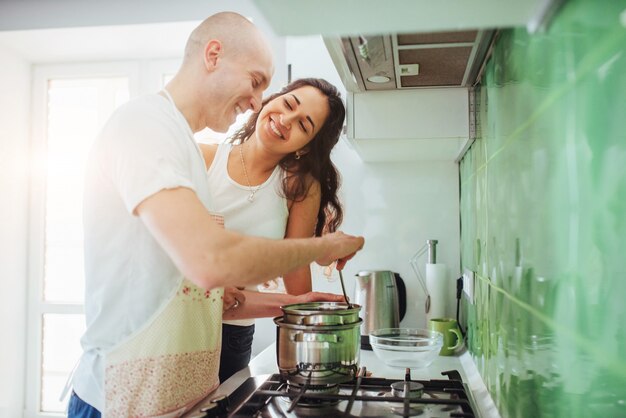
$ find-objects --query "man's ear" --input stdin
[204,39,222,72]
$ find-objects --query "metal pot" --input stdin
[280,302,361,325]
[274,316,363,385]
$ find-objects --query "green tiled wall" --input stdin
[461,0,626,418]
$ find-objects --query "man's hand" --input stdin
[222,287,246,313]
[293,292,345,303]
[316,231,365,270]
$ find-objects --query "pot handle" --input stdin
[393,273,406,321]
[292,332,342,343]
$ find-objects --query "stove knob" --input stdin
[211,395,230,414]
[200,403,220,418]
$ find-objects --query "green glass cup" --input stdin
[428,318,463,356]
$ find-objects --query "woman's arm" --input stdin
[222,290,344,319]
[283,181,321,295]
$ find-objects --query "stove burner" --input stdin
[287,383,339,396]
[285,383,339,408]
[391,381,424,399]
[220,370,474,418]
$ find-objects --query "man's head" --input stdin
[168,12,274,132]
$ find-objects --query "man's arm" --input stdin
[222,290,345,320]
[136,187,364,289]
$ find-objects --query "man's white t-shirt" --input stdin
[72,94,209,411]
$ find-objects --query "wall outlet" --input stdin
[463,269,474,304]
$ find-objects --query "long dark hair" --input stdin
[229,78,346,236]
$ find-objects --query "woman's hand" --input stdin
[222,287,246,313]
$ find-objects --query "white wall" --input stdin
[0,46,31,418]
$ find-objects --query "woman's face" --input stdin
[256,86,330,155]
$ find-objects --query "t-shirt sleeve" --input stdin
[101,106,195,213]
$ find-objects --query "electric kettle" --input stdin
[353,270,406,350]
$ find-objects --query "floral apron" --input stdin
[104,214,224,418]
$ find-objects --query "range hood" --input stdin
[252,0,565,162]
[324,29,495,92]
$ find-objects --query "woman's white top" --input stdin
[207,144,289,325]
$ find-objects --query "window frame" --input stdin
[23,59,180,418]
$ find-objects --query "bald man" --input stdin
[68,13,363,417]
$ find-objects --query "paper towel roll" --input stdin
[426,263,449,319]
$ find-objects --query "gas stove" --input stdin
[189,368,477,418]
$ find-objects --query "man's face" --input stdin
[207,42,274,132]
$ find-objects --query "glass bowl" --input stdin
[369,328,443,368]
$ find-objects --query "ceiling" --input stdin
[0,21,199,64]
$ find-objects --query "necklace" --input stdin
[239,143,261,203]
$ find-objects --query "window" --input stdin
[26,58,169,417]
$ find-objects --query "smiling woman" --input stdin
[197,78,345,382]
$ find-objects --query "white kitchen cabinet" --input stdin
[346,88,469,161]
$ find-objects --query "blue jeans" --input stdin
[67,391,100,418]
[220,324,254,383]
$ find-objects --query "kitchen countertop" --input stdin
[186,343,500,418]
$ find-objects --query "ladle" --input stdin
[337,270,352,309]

==

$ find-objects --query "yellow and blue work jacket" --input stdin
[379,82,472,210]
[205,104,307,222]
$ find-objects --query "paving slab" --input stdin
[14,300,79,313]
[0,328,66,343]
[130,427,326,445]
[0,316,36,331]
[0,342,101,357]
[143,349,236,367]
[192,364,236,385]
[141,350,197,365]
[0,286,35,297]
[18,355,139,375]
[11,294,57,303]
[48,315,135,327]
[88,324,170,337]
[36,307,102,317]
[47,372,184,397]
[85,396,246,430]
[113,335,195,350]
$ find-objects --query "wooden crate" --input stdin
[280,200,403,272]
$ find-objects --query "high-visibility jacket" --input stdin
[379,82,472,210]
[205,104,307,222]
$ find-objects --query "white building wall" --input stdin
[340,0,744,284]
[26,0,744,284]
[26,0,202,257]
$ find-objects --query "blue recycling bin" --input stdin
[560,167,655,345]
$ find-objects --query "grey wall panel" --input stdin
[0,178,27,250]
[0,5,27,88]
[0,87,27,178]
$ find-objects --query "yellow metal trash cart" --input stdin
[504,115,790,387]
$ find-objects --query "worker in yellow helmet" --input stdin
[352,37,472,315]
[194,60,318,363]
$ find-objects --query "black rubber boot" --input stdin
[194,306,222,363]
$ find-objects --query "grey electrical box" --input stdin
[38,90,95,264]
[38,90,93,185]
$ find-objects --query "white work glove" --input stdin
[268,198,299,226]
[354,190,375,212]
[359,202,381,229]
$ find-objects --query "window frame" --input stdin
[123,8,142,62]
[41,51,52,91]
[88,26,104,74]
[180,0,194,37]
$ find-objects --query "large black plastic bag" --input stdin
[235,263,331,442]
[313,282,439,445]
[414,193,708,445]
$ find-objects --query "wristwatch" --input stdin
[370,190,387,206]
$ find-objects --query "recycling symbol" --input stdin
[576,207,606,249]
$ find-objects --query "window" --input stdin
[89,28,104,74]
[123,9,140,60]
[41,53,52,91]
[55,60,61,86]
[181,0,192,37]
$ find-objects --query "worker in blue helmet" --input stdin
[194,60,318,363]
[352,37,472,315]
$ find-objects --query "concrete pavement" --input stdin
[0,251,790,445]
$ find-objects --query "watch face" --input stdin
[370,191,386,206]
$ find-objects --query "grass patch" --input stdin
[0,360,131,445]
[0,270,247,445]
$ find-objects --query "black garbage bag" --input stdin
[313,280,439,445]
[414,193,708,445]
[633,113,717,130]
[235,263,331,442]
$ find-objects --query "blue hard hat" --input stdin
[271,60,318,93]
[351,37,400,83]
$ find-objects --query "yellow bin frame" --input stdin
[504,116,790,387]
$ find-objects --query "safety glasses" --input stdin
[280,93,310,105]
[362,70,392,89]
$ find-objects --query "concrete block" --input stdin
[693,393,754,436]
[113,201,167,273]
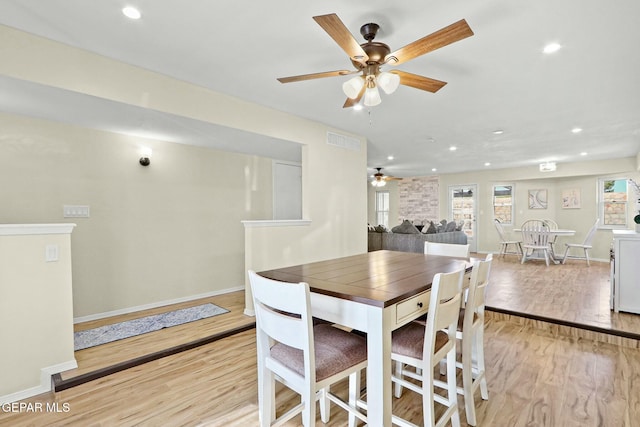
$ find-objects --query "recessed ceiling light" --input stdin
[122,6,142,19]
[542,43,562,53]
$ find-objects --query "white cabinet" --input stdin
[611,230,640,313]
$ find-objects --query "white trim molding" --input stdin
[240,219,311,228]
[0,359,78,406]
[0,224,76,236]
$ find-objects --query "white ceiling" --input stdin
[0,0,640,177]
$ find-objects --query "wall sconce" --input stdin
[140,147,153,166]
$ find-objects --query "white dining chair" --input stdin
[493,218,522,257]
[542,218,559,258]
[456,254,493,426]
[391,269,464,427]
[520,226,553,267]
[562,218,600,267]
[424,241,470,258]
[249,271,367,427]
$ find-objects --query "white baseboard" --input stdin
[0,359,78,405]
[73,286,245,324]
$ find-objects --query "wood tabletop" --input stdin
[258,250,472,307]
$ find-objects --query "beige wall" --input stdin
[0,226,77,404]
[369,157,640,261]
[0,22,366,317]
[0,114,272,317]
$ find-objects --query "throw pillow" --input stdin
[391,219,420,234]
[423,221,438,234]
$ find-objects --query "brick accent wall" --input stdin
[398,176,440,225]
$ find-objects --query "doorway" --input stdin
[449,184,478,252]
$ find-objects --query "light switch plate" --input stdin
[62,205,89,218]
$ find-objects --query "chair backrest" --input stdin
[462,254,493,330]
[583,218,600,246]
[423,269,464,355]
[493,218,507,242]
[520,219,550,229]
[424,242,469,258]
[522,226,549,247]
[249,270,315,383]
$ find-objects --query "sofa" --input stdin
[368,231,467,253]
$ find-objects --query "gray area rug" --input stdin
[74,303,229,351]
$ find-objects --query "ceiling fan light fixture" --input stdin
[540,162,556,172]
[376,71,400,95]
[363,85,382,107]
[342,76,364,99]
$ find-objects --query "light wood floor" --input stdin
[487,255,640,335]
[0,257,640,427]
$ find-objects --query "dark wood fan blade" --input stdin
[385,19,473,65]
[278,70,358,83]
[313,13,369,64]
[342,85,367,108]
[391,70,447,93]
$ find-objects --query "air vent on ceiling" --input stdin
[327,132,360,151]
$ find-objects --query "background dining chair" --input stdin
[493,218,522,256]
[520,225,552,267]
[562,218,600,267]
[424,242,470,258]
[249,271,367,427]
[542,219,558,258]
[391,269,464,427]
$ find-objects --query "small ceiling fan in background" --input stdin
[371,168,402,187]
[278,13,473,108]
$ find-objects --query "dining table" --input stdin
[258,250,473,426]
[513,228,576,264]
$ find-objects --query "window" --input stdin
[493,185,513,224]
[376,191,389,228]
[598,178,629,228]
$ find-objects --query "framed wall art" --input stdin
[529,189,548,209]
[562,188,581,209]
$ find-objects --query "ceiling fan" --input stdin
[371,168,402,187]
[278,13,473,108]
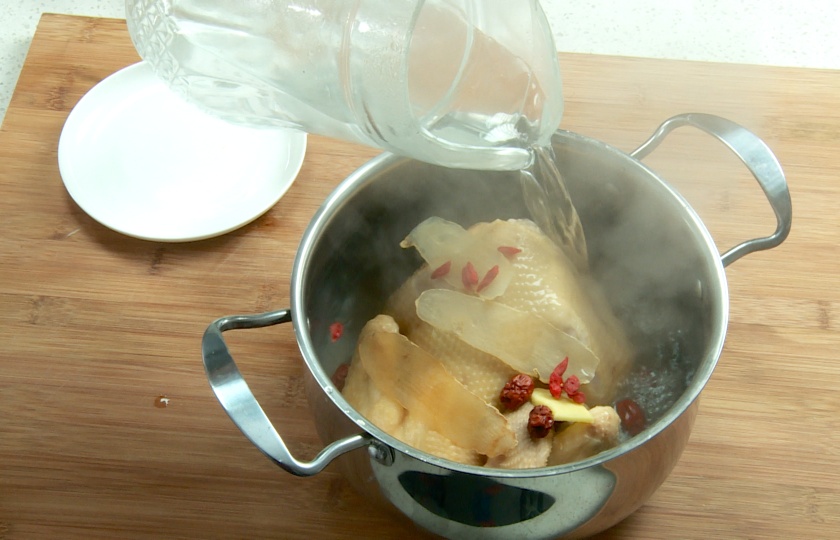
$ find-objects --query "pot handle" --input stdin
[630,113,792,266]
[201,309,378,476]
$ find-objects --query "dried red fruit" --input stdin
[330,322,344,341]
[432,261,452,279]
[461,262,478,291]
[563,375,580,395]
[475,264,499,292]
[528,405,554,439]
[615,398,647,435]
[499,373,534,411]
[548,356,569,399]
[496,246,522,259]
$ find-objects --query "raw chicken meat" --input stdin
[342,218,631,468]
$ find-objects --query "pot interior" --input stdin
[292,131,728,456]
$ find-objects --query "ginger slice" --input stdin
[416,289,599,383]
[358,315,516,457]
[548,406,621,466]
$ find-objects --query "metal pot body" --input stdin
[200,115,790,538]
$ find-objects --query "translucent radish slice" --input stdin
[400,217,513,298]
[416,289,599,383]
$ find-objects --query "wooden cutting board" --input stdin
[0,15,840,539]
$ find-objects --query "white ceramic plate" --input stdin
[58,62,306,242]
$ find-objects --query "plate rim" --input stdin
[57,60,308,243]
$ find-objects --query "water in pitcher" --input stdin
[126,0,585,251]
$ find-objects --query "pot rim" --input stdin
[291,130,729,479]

--

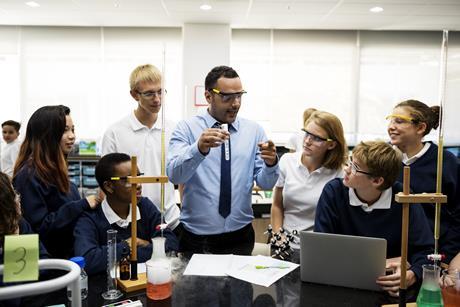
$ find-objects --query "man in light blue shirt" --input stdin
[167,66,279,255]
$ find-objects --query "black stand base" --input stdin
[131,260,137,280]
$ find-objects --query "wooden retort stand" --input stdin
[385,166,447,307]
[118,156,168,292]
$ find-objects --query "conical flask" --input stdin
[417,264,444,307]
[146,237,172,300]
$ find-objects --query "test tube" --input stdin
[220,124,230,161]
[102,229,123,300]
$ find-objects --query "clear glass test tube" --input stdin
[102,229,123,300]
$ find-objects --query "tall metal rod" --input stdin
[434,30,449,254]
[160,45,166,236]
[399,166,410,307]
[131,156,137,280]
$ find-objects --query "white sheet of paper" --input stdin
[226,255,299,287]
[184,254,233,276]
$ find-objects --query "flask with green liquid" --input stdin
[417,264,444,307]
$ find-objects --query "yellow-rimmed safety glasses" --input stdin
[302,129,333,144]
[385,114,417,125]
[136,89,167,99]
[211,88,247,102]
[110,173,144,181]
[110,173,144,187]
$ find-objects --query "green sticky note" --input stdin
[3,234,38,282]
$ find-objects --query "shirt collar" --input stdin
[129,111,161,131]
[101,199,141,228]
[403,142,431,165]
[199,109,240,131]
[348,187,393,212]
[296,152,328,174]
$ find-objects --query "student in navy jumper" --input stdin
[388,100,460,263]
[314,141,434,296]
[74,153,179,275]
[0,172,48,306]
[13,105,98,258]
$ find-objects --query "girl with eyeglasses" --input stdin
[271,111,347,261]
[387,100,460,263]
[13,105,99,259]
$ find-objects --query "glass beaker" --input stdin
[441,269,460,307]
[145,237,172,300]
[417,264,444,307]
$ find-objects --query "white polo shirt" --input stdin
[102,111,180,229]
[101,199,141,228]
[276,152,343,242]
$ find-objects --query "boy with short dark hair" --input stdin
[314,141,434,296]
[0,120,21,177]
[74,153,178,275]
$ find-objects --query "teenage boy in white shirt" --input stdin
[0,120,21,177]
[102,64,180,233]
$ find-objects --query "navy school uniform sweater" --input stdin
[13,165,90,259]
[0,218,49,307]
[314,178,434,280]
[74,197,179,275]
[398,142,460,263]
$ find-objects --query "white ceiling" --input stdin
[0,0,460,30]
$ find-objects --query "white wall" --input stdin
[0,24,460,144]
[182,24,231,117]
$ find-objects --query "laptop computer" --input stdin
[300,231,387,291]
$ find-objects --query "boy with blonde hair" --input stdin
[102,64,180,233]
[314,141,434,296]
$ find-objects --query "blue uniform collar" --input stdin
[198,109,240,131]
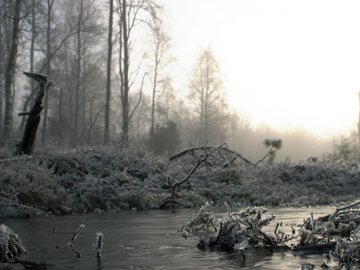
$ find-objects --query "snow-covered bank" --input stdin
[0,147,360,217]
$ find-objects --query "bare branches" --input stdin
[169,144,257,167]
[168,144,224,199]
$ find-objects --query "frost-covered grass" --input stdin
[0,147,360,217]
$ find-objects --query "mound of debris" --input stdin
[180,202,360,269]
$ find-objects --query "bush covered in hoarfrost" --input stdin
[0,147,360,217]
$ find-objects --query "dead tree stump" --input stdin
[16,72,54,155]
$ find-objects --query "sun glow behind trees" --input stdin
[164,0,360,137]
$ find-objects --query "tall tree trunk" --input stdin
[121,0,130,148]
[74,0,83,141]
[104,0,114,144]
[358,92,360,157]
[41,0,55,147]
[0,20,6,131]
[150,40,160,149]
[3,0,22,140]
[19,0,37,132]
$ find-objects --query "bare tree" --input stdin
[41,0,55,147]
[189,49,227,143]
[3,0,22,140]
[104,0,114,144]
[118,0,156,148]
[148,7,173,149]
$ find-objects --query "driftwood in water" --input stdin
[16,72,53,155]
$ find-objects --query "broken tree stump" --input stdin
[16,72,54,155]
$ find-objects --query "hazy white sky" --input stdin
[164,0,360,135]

WHAT THE EXERCISE ASKS ->
List every line in the records above that contains the word "cabinet", matching upper and lower case exactly.

RESPONSE TO THE TASK ->
$ find-objects --query "white kitchen cabinet" --input stdin
$ find-objects --query "white cabinet" --input stdin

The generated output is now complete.